(Short exercise): Write out every one of the lines below word for word, and leave the pictures out of your answer.

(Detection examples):
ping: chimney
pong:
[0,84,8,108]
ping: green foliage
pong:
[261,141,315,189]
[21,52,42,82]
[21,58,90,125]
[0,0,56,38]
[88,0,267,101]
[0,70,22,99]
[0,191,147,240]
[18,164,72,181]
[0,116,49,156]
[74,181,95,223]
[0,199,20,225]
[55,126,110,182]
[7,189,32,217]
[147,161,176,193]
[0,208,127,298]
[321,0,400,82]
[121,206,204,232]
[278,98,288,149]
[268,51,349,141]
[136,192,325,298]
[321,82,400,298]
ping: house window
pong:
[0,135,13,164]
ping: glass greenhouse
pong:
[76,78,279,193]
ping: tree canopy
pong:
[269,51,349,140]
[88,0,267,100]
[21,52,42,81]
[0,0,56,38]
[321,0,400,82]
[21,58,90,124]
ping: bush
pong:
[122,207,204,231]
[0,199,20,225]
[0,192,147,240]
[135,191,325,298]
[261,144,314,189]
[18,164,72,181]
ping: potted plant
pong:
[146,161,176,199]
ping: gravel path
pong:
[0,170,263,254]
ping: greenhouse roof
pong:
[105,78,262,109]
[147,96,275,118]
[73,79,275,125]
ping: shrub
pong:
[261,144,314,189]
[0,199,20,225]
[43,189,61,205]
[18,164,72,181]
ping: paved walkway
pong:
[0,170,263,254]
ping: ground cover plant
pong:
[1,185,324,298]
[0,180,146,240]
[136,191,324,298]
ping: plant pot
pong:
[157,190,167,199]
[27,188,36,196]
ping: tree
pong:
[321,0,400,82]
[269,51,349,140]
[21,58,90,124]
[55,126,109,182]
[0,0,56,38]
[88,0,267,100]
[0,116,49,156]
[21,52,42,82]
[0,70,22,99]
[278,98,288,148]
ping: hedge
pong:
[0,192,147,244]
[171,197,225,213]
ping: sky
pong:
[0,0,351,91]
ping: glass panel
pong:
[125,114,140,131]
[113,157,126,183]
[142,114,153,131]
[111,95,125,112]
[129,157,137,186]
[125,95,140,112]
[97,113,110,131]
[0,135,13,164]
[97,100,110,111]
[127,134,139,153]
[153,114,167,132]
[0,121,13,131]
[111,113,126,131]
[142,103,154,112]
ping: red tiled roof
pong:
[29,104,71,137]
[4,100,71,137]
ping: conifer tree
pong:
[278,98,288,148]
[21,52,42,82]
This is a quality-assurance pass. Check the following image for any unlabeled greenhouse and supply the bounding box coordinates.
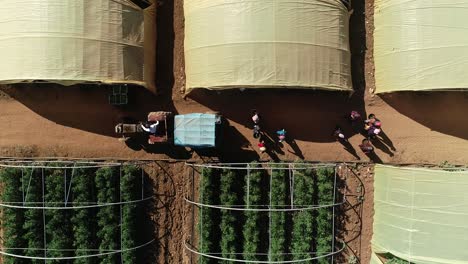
[184,0,352,92]
[372,165,468,264]
[0,0,155,90]
[185,162,346,264]
[374,0,468,93]
[0,160,155,264]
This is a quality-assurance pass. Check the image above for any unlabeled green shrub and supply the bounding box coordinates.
[44,169,73,264]
[198,168,217,264]
[291,166,316,264]
[71,169,97,264]
[220,169,237,263]
[0,168,26,264]
[23,169,44,264]
[269,166,287,261]
[243,164,263,260]
[95,167,120,264]
[316,168,335,264]
[120,166,143,264]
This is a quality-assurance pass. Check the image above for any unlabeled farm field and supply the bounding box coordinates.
[0,0,468,164]
[0,0,468,264]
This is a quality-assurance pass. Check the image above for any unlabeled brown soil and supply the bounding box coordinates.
[0,0,468,263]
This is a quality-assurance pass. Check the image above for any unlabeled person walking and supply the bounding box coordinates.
[333,126,348,142]
[252,109,260,124]
[257,140,266,153]
[253,125,262,138]
[359,138,374,154]
[276,128,286,142]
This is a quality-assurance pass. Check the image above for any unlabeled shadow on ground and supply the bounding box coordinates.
[380,92,468,139]
[189,89,364,142]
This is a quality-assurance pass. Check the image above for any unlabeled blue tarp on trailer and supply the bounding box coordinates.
[174,113,217,148]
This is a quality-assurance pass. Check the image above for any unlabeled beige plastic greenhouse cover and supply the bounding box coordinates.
[374,0,468,93]
[372,165,468,264]
[0,0,155,92]
[184,0,352,91]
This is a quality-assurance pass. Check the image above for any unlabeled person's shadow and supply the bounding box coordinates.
[260,133,280,162]
[366,151,383,164]
[338,140,361,160]
[285,137,304,160]
[371,137,393,157]
[379,130,396,151]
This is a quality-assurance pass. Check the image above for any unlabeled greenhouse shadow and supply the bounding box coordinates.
[380,91,468,139]
[2,83,176,137]
[189,89,365,142]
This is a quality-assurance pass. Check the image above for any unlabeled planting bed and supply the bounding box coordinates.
[186,163,344,263]
[0,163,154,264]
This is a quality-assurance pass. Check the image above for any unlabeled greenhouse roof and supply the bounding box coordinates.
[372,165,468,264]
[174,113,217,147]
[374,0,468,93]
[184,0,352,91]
[0,0,154,91]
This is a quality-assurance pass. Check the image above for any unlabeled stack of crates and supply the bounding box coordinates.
[109,84,128,105]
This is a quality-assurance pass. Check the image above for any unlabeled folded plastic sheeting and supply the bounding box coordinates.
[174,113,216,148]
[184,0,352,91]
[0,0,154,91]
[374,0,468,93]
[372,165,468,264]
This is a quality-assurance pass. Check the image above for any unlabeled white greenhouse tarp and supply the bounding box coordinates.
[372,165,468,264]
[0,0,154,91]
[184,0,352,91]
[374,0,468,93]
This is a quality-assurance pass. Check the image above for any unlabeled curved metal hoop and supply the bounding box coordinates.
[0,160,149,169]
[185,163,337,170]
[184,196,346,212]
[0,238,156,260]
[184,242,346,264]
[0,196,154,210]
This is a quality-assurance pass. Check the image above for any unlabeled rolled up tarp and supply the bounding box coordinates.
[184,0,352,92]
[371,165,468,264]
[374,0,468,93]
[0,0,155,93]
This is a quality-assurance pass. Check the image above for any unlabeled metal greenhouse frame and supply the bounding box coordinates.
[0,160,155,263]
[184,163,346,263]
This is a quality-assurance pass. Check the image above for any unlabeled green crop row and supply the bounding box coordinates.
[268,166,288,261]
[316,168,334,264]
[0,166,149,264]
[291,166,316,263]
[198,164,334,264]
[242,166,262,260]
[198,168,218,264]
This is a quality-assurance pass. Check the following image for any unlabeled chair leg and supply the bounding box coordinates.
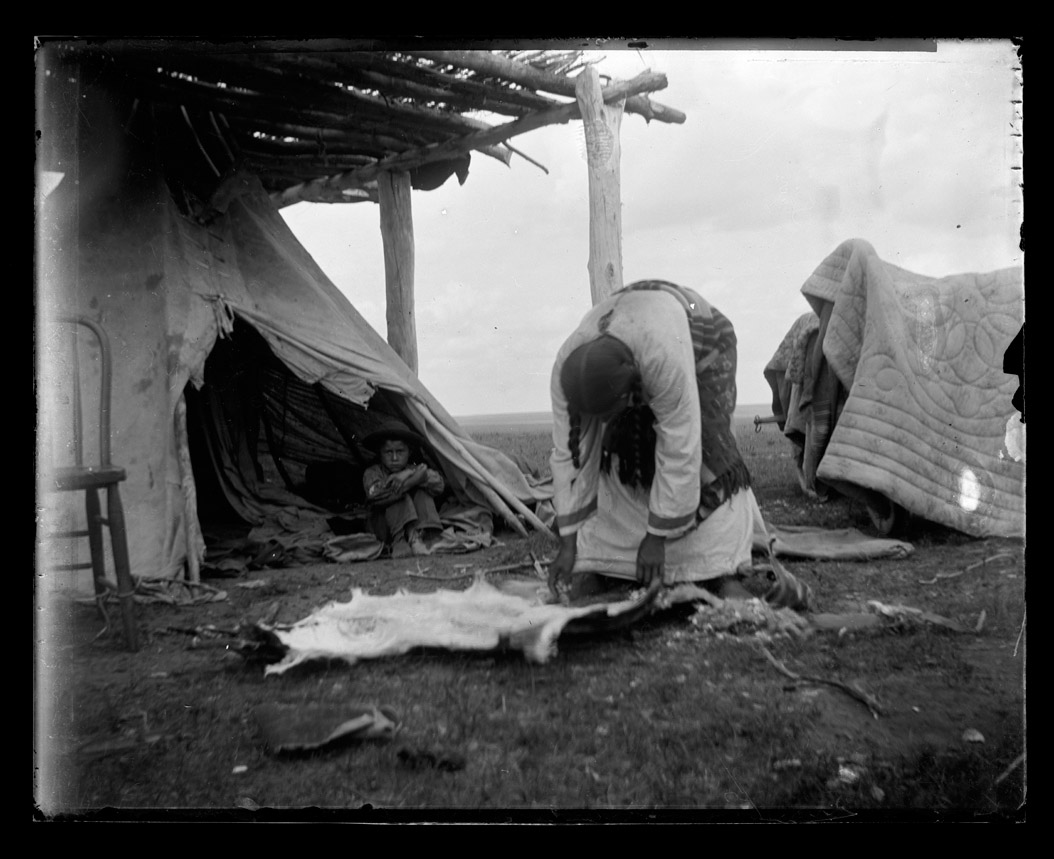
[106,484,139,650]
[84,489,110,623]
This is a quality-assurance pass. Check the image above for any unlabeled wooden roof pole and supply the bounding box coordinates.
[377,171,417,374]
[574,65,625,306]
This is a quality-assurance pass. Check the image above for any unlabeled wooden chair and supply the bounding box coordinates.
[52,316,138,650]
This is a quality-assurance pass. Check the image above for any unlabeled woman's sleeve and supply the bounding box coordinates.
[549,347,600,536]
[638,306,702,538]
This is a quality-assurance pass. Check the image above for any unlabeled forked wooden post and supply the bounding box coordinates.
[377,171,417,373]
[574,65,626,305]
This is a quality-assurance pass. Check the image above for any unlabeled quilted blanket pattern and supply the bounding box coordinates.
[802,239,1024,536]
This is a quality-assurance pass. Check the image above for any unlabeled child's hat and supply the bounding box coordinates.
[363,417,425,453]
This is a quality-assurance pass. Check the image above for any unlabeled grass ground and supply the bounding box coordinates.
[35,422,1027,822]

(Output of the exercise):
ping: chimney
pong:
[0,84,8,108]
ping: green foliage
pong:
[261,141,315,189]
[21,52,42,82]
[21,58,90,125]
[0,0,56,38]
[88,0,267,101]
[0,70,22,99]
[0,191,147,240]
[18,164,72,181]
[0,116,49,156]
[74,181,95,223]
[0,199,20,225]
[55,126,110,182]
[7,189,32,217]
[147,161,176,193]
[0,208,127,298]
[321,0,400,82]
[121,206,204,232]
[278,98,288,149]
[268,51,349,141]
[136,192,325,298]
[321,82,400,298]
ping: house window
pong:
[0,135,13,164]
ping: glass greenhouse
pong:
[76,78,279,193]
ping: tree canopy
pong:
[269,51,349,140]
[88,0,267,100]
[21,52,42,81]
[0,0,56,38]
[321,0,400,82]
[21,58,90,124]
ping: bush
pong:
[122,207,204,231]
[0,199,20,225]
[0,192,147,240]
[135,191,325,298]
[261,144,314,189]
[18,164,72,181]
ping: potted plant
pong:
[146,161,176,199]
ping: gravel path
pong:
[0,170,263,254]
ping: greenhouse roof
pong:
[105,78,262,109]
[147,96,275,118]
[73,79,275,125]
ping: shrub
pong:
[261,144,314,189]
[0,199,20,225]
[43,189,61,205]
[18,164,72,181]
ping: paved walkway
pong:
[0,170,263,254]
ping: ground cover plant
pong:
[1,185,324,298]
[0,180,146,240]
[136,191,324,298]
ping: plant pot
pong:
[157,190,167,199]
[27,188,36,196]
ping: tree
pong:
[321,0,400,82]
[269,51,349,140]
[21,58,90,124]
[55,126,109,182]
[0,0,56,38]
[88,0,267,100]
[0,116,49,156]
[21,52,42,82]
[0,70,22,99]
[278,98,288,148]
ping: hedge
pong:
[0,192,147,244]
[171,197,225,213]
ping: sky
pong:
[0,0,351,91]
ping: glass panel
pong:
[125,114,140,131]
[113,157,126,183]
[142,114,153,131]
[111,95,125,112]
[129,157,137,186]
[125,95,140,112]
[97,113,110,131]
[0,135,13,164]
[97,100,110,111]
[127,134,139,153]
[153,114,167,132]
[0,121,13,131]
[111,113,126,131]
[142,103,154,112]
ping: red tiled roof
pong:
[29,104,71,137]
[4,100,71,137]
ping: conifer tree
pong:
[278,98,288,148]
[21,52,42,82]
This is a quality-assurance pass. Check the following image for any unlabeled greenhouse and supply the bounding box coordinates.
[184,0,352,92]
[372,165,468,264]
[0,0,155,90]
[185,162,346,264]
[374,0,468,93]
[0,160,155,264]
This is a quality-assurance pass. Check the image above for any unlabeled green shrub and supply the bounding box coordinates.
[44,169,73,264]
[198,168,217,264]
[291,166,316,264]
[71,169,97,264]
[220,169,237,263]
[0,168,26,264]
[23,169,44,264]
[269,166,287,261]
[243,164,263,260]
[95,167,120,264]
[316,168,335,264]
[120,166,143,264]
This is a quality-assurance pass. Check the image above for any unlabeled farm field and supply the bounding box coordinates.
[0,0,468,164]
[0,0,468,264]
This is a quality-assurance pass. Check the image above for any unlabeled brown soil and supply the bounding box coordinates.
[0,0,468,263]
This is a quality-assurance pass. Check the image above for any unlabeled person walking and supply the bounding box coordinates.
[333,126,348,142]
[252,109,260,124]
[257,140,266,153]
[253,125,262,138]
[359,138,374,154]
[276,128,286,142]
This is a quality-assurance pass. Check the image above for any unlabeled shadow on ground and supply the bounding box coordinates.
[380,92,468,139]
[189,89,364,142]
This is a quality-assurance pass. Check the image above for any unlabeled blue tarp on trailer and supply the bounding box coordinates.
[174,113,217,148]
This is a quality-assurance pass. Check the image above for any unlabeled beige plastic greenhouse cover and supply the bounding box coordinates.
[374,0,468,93]
[372,165,468,264]
[0,0,155,92]
[184,0,352,91]
This is a quality-assurance pass. Check the image above for any unlabeled person's shadow and supply the bounding box coordinates.
[260,133,280,162]
[366,151,383,164]
[338,140,361,160]
[285,137,304,160]
[371,137,393,157]
[379,130,396,151]
This is a quality-assurance pass. Check the image above for any unlabeled greenhouse shadow and supply the bounding box coordinates.
[380,91,468,139]
[2,83,176,137]
[189,89,365,142]
This is a quality-assurance pass. Check the image above for any unlabeled planting bed and supply the bounding box coordinates.
[186,163,344,263]
[0,163,154,264]
This is a quality-assurance pass. Check the image above for any unlabeled greenhouse roof and supply the bounding box coordinates.
[372,165,468,264]
[174,113,217,147]
[374,0,468,93]
[184,0,352,91]
[0,0,154,91]
This is a quality-assurance pass. Check the image above for any unlabeled stack of crates and supply the bounding box coordinates.
[109,84,128,105]
This is a quality-assurance pass. Check the image above for any unlabeled folded plastic sheeting and supply the bounding box coordinates.
[174,113,216,148]
[184,0,352,91]
[0,0,154,91]
[374,0,468,93]
[372,165,468,264]
This is a quality-assurance pass. Check the image above for any unlabeled white greenhouse tarp and supply the bounding box coordinates.
[372,165,468,264]
[0,0,154,91]
[184,0,352,91]
[374,0,468,93]
This is a quality-assurance pass. Check the image above for any unlabeled curved metal hoop and supply the bounding box coordinates.
[0,160,149,169]
[185,163,337,170]
[184,196,346,212]
[0,238,156,260]
[184,242,346,264]
[0,196,154,210]
This is a quality-assurance pass. Check the image above for any unlabeled rolled up tarp and supply the bounding box coordinates.
[184,0,352,92]
[371,165,468,264]
[374,0,468,93]
[0,0,155,93]
This is a quality-assurance pass. Check the image above for any unlabeled metal greenhouse frame and supply the bounding box coordinates.
[0,160,155,263]
[184,163,346,263]
This is a quality-assurance pass. Check the image above for any unlabeled green crop row and supply the bounding box coordinates.
[268,166,288,261]
[316,168,334,264]
[0,166,149,264]
[291,166,316,263]
[198,164,334,264]
[242,166,262,260]
[198,168,218,264]
This is a quality-assurance pass. Check the following image for any unlabeled chair leg and supply the bounding box coordinates.
[106,484,139,650]
[84,489,110,623]
This is a quality-assurance pass. Check the image above for any unlabeled wooden roof pole and supply the bounding box coordinates.
[377,171,417,374]
[574,65,625,306]
This is a quality-assurance pass. Check the image above for any unlabeled wooden chair and supply the bounding box coordinates.
[52,316,138,650]
This is a quality-assurance pass. Check the image above for any unlabeled woman's sleeve and supply the bounding box coordinates.
[549,347,600,536]
[638,306,702,538]
This is a quality-assurance pass. Check the image above for any unlabeled forked wooden post and supply the bounding box coordinates.
[377,171,417,373]
[574,65,626,305]
This is a quality-assurance pass. Check the image above for any unlabeled quilted blanket pattern and supply the bounding box coordinates.
[802,239,1024,536]
This is a quality-assurance pass. Check the image above for any unlabeled child's hat and supply the bounding box coordinates.
[363,417,425,453]
This is a quality-assurance pass. Check the image above for any unlabeled grass ground and supply the bounding box coordinates.
[35,422,1027,822]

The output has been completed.